== Input ==

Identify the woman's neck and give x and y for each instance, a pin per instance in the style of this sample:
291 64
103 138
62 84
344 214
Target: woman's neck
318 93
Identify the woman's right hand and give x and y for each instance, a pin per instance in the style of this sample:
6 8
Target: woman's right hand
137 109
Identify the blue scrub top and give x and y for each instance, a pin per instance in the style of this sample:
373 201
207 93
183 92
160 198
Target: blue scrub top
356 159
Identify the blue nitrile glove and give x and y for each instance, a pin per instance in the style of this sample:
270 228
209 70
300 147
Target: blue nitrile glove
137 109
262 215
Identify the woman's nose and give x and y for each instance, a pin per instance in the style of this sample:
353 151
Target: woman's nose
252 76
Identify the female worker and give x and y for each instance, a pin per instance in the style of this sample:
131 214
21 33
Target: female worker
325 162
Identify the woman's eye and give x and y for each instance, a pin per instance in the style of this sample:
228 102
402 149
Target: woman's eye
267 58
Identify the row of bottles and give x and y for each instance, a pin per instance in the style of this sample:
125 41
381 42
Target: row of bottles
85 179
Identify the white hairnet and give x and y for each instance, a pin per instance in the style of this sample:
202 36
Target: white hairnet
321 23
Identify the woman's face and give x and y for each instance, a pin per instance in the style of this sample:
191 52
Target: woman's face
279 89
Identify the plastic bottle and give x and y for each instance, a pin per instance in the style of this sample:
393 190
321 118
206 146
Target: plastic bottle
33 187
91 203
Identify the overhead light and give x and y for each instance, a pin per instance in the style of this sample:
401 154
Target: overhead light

===

* [Aim]: Rewrite the part of the records that opens with the line containing "Identify the woman's face" and closes at the end of the records, requests included. Scale every x and y pin coordinate in the answers by 0.35 and round each to a whole number, rounding halves up, while leaving the requests and their sample numbers unchanged.

* [Written solution]:
Identify the woman's face and give x and y for each instance, a pin per instance in the style of this sample:
191 52
Target: woman's face
98 31
Identify the plastic bottle and give x and y for each instance, a pin per instance in the style of this sample:
393 190
321 118
206 146
Target: plastic bottle
12 65
32 71
Identify the overhead light and give x and y for each instance, a pin per instance in the style of this sample:
401 154
Target: overhead light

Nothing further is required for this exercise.